Part of a data file:
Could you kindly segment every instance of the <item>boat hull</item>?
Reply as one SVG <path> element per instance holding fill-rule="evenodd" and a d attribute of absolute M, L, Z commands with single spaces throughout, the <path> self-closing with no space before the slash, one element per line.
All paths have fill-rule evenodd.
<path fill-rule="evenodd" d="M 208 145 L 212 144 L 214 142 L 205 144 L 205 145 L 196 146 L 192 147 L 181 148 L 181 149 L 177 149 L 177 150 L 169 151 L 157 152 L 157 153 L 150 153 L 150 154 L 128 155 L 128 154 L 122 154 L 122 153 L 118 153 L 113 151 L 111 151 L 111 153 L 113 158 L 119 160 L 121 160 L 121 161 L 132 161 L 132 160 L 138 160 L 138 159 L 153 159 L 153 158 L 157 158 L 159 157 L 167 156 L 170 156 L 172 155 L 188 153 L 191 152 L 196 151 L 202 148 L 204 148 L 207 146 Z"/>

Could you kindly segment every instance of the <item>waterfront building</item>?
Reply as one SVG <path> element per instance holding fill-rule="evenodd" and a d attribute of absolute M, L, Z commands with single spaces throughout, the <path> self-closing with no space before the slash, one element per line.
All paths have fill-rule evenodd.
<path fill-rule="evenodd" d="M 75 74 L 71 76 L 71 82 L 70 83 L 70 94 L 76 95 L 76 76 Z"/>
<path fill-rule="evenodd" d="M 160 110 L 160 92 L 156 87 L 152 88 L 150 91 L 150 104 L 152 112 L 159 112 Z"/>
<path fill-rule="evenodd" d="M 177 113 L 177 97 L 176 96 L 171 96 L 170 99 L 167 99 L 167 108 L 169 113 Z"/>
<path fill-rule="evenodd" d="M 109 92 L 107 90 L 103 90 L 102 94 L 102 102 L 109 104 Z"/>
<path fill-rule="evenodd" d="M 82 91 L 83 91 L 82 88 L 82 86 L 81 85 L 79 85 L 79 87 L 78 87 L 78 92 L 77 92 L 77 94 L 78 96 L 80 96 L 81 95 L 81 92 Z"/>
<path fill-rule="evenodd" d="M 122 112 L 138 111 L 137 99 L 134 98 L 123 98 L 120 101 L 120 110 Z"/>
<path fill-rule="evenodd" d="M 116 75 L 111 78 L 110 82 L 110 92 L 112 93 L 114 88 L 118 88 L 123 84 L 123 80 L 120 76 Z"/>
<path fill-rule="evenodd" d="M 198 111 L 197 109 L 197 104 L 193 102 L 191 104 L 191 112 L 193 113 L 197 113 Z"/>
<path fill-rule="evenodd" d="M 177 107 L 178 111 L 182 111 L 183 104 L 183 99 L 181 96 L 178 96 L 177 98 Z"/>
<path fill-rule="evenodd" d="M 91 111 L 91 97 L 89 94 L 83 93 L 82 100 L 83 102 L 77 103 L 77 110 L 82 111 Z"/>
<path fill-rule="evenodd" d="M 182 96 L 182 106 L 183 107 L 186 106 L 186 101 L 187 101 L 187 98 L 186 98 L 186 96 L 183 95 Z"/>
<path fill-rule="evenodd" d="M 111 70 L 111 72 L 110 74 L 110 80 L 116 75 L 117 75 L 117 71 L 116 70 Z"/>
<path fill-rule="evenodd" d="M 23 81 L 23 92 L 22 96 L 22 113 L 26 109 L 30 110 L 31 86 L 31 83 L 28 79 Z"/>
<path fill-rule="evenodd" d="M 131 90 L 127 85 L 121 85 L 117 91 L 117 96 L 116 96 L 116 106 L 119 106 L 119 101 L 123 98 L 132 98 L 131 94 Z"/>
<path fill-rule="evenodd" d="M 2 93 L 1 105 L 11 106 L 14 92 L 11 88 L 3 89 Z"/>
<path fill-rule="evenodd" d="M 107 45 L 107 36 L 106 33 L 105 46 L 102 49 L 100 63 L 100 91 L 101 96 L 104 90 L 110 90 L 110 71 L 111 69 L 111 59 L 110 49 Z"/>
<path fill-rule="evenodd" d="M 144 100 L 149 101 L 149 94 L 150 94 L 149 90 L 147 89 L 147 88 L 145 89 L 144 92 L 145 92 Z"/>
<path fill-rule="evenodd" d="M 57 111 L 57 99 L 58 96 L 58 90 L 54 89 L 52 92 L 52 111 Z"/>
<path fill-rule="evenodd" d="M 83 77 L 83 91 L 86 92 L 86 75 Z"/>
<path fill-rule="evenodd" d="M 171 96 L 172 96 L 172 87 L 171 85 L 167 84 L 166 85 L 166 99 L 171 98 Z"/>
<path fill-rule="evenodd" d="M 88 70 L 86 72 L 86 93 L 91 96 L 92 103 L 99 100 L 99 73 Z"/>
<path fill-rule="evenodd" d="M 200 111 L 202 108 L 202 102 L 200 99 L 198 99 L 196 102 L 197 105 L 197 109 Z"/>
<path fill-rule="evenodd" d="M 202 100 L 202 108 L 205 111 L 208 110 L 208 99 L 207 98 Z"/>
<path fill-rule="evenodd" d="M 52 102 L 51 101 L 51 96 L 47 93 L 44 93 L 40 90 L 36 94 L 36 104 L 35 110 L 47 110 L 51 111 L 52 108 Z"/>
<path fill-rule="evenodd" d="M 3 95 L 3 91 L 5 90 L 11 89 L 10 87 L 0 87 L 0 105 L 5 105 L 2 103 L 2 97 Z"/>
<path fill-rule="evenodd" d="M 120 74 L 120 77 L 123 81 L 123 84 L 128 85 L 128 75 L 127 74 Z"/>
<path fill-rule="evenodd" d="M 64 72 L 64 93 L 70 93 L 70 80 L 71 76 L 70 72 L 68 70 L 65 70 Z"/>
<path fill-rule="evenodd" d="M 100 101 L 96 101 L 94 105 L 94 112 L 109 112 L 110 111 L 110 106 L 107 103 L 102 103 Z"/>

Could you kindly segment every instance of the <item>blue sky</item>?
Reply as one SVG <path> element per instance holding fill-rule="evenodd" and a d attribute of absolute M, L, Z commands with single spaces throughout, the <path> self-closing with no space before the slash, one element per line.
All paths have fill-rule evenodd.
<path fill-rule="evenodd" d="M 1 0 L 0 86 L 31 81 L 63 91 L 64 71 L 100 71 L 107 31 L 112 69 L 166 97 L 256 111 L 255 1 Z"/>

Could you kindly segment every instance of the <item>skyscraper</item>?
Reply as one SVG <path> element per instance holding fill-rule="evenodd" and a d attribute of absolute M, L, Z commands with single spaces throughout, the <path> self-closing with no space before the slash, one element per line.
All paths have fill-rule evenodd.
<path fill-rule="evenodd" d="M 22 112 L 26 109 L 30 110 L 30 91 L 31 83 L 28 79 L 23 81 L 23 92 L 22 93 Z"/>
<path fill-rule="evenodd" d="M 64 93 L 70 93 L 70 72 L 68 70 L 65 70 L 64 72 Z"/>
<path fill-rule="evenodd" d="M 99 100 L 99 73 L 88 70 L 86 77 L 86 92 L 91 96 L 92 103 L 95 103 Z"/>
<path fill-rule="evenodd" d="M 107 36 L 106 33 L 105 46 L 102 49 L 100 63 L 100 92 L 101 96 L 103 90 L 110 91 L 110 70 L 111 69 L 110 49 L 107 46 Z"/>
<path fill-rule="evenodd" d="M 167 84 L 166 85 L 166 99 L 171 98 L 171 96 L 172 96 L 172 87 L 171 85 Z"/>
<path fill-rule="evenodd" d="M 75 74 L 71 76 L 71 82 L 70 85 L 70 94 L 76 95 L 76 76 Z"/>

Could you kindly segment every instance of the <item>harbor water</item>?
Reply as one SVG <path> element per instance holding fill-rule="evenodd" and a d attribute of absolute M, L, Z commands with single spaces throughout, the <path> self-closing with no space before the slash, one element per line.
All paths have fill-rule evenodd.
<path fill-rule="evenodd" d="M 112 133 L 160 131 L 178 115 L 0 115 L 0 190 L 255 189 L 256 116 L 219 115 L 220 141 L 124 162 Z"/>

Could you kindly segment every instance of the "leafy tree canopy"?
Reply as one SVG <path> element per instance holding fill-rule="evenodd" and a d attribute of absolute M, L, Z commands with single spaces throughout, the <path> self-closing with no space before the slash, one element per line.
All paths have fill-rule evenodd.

What is expected: Reproduce the stretch from the start of the records through the line containing "208 145 L 212", requests included, with every coordinate in the path answers offset by -98.

Complete answer:
Could you kindly segment every instance of the <item>boat hull</item>?
Reply as one SVG <path> element per instance holding fill-rule="evenodd" and a d attribute of absolute M, L, Z commands with single spaces throughout, the <path> self-closing with no space before the slash, one element per line.
All paths have fill-rule evenodd.
<path fill-rule="evenodd" d="M 110 47 L 114 46 L 116 44 L 107 46 L 107 47 L 98 48 L 94 49 L 83 50 L 83 51 L 79 51 L 79 52 L 71 53 L 59 54 L 59 55 L 52 55 L 52 56 L 30 57 L 30 56 L 24 56 L 24 55 L 20 55 L 15 53 L 13 53 L 13 55 L 15 60 L 21 62 L 23 62 L 23 63 L 34 63 L 34 62 L 40 62 L 40 61 L 55 61 L 55 60 L 59 60 L 61 59 L 69 58 L 72 58 L 74 57 L 90 55 L 93 54 L 98 53 L 104 50 L 106 50 L 109 48 Z"/>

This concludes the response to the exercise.